__Challenge a__: In the guest post about giving up a house to live on a boat, how long is the sailboat the family moved onto after their apartment lease ended?

__Text__:

┄┄┄┄┄┄┄┄┄┄┄┄┄┄┄┄┄┄┄┄

This is a guest post by Bethany Rosselit. Bethany blogs at Online Life Coaching, where she offers tips, e-courses, and individual e-mail, chat, and Skype sessions to help people simplify their lives, overcome their fears, and achieve their dreams.
For the first 10 years of my marriage, I thought had it all.
We lived in a four-bedroom house in a neighborhood in the woods. Our (rather large) yard was filled with a three cars, a motor home, a shed full of “toys,” a swingset, an array of grilling equipment, an outdoor kitchen, and even a canoe, row boat, speed boat, and kayaks!
Our house was filled with all the latest and greatest toys, as well as my scrapbooking supplies, my husband’s camera collection, and heirlooms from both sides of the family. My walk-in closet was full, and at one time I used a different purse each day of the week.
We paid our mortgage and kept up our lifestyle with my very steady, “secure” teaching job that I had for 10 years. We were living the American dream.
And right before year 11, we let it all go.
Before that time, there had been an unrest in my mind. I spent every year in my job worrying about being laid off. Such a loss seemed like it would be devastating to my family. Teaching jobs were hard to find in Michigan and we could easily lose the house and everything else.
I was living in constant fear and worry. And all for what?
I wasn’t happy in my home, not really. I didn’t want to spend my leisure time doing housework, maintaining the house and yard. The possessions and the clutter were overwhelming, and even as I decluttered, there seemed to be so much.
The summer we sailed on our 29-foot boat sealed the deal. We loved the carefree lifestyle where we had time to do what we wanted to do, rather than always maintaining our living space. We interacted with the community more, since there was no reason to stay indoors. I loved it, my husband loved it, and my daughter (who has autism) also loved it.
When I went back to work at the job I didn’t love, to pay for a house I didn’t care for, in a town I wasn’t crazy about, I knew it was time for a change.
I had a Skype interview in May for a job in Houston. When I was offered the job, I was ready to walk away and leave everything behind! But getting rid of it all wasn’t that easy. All of June and July were spent emptying the house and getting ready to sign it back over to the bank. On August 1, we moved into an apartment. We lived there for a year, during which it didn’t get very cluttered. After our lease ended, we moved onto a 35-foot sailboat.
Living on the boat has worked very well for us. We have less than 200 square feet of living space, and it is enough. I am still teaching, but I am also developing an online business to pay the bills when we finally leave port to cruise full-time.
Sometimes I look back at the past two years and can’t believe any of this is real. Letting it all go has taught me so much about the possibilities life has to offer.
Here are some of the lessons I’ve learned from starting over with less:
- Security is a myth that keeps us trapped. Even the most “secure” job really isn’t. The perception that we need a certain income keeps us stuck in jobs and lifestyles we don’t love. Living with less frees us up to take risks, aware that anyone can lose a job, even if they are “playing it safe.”

┄┄┄┄┄┄┄┄┄┄┄┄┄┄┄┄┄┄┄┄

__Entries provided__:
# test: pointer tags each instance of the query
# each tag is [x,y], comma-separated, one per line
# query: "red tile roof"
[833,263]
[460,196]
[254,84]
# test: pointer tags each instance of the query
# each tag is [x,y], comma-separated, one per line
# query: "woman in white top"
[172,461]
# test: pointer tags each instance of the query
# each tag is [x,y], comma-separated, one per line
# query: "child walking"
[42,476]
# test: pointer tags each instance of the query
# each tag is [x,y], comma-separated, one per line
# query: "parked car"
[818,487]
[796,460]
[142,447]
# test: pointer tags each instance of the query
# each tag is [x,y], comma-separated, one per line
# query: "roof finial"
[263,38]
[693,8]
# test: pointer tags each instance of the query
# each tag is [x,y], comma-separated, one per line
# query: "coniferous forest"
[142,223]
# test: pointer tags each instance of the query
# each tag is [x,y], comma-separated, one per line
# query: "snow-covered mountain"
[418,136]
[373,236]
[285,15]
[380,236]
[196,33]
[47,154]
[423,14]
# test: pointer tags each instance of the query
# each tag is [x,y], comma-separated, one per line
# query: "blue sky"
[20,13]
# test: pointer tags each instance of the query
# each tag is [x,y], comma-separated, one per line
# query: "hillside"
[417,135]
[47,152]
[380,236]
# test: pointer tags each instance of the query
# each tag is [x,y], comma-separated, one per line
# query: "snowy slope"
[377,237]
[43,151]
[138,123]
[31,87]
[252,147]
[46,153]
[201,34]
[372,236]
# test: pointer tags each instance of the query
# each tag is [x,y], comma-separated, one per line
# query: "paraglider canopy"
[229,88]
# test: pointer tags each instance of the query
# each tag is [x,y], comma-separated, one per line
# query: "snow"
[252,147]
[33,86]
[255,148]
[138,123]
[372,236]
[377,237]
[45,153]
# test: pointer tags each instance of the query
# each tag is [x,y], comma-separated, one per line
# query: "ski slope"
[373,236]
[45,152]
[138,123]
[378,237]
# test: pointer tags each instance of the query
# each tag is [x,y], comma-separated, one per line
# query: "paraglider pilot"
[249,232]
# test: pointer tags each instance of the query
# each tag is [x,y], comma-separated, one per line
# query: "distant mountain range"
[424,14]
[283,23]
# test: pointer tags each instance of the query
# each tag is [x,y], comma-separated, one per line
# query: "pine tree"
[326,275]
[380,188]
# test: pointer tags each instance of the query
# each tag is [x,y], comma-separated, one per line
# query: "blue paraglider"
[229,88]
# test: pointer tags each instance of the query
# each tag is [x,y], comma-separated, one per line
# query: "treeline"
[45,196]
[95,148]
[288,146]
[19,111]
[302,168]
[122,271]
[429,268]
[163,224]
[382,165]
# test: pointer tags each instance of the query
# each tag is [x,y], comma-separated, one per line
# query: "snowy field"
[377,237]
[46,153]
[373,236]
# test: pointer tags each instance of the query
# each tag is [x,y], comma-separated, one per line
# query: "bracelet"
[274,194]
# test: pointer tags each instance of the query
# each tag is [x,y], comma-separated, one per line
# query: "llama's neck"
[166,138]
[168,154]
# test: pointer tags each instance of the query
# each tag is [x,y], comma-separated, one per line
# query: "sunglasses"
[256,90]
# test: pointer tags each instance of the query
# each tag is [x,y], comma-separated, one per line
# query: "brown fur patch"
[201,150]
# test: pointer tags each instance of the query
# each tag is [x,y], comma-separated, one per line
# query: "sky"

┄┄┄┄┄┄┄┄┄┄┄┄┄┄┄┄┄┄┄┄

__Challenge b__: Return every line of the records above that contains the word "snowy". Case counts.

__Complete answer a__: 35 feet.

__Complete answer b__:
# query: "snowy slope"
# query: "snowy field"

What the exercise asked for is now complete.